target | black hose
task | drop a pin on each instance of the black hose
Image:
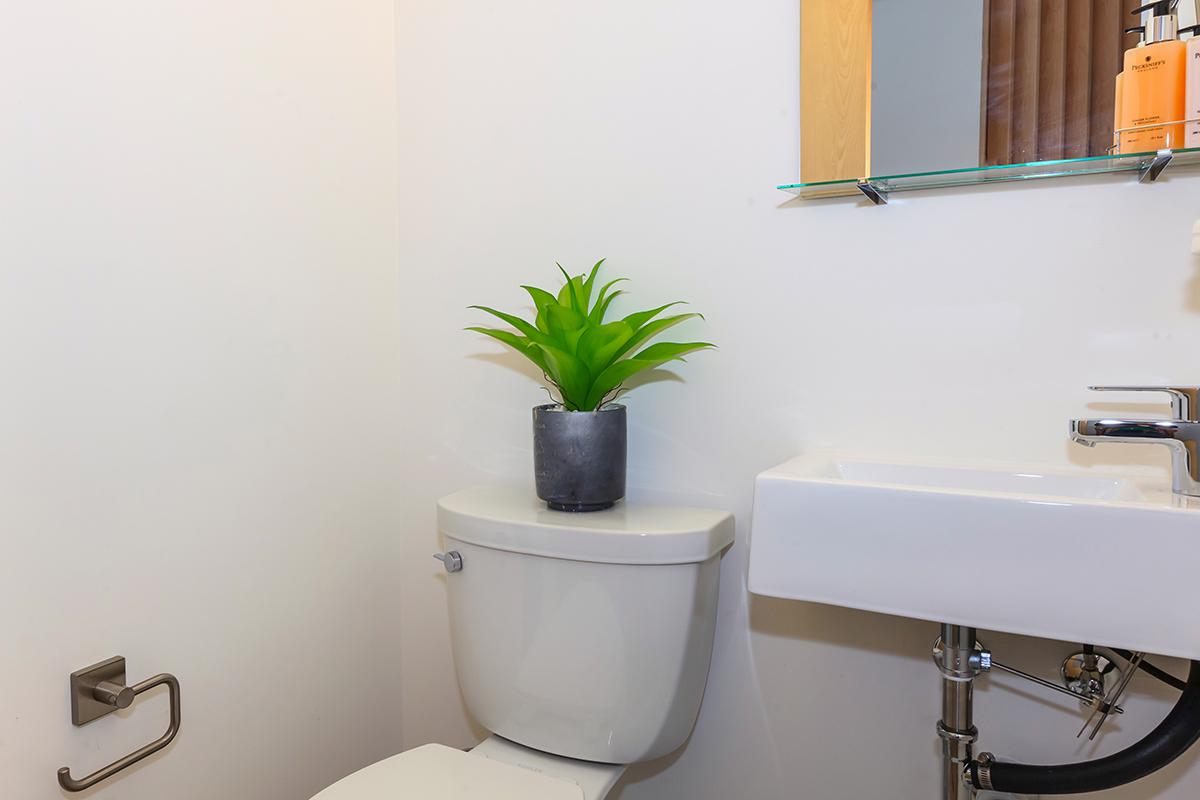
(1159, 747)
(1152, 671)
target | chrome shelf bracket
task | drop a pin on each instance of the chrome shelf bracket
(100, 690)
(873, 192)
(1150, 172)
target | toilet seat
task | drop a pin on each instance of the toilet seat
(441, 773)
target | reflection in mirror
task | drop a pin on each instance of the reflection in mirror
(899, 86)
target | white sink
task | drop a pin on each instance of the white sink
(1085, 558)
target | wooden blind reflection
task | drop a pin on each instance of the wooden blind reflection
(1049, 77)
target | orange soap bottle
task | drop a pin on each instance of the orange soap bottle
(1153, 83)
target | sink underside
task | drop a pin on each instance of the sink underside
(1084, 558)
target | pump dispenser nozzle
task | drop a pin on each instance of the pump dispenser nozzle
(1159, 19)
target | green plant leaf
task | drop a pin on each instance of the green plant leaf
(519, 343)
(653, 329)
(599, 347)
(579, 353)
(637, 319)
(541, 299)
(567, 325)
(652, 356)
(531, 331)
(595, 317)
(586, 289)
(570, 376)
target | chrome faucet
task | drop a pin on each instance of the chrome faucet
(1181, 433)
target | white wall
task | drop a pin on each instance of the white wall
(957, 324)
(201, 378)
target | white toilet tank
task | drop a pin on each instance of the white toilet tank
(582, 635)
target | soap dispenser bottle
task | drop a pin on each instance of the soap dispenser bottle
(1192, 92)
(1153, 84)
(1120, 84)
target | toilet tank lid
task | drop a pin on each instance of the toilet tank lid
(516, 521)
(441, 773)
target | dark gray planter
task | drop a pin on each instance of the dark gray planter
(579, 457)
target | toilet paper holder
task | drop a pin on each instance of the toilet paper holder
(100, 690)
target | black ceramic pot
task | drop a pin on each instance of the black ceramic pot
(579, 457)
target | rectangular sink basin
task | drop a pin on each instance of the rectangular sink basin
(1096, 559)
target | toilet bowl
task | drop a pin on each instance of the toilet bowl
(582, 641)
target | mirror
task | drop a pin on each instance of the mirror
(900, 86)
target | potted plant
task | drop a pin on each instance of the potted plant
(580, 441)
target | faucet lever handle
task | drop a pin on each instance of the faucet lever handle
(1185, 400)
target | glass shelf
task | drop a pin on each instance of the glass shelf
(1146, 164)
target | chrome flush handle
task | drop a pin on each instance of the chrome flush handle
(450, 560)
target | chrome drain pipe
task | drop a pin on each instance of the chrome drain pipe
(960, 662)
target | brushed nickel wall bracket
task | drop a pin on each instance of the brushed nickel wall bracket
(100, 690)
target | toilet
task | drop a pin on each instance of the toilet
(581, 641)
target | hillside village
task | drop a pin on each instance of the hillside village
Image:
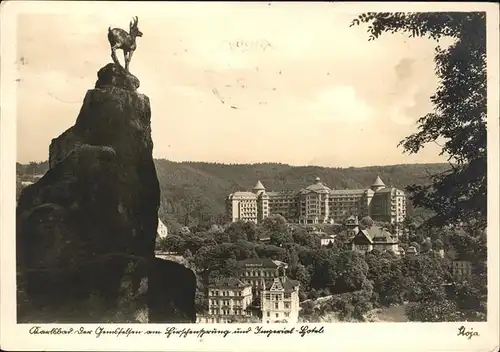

What is being asked – Reproduce only the lines of the records from the one containing "target | potted plant" down to the one containing "(1185, 400)", both included, with their requests unchanged. Shift every coordinate in the answers by adding 120 to it.

Full answer –
target | potted plant
task | drop a pin on each instance of the potted plant
(700, 561)
target | faucet lever handle
task | drop a pin on each instance of the faucet lever handle
(1305, 520)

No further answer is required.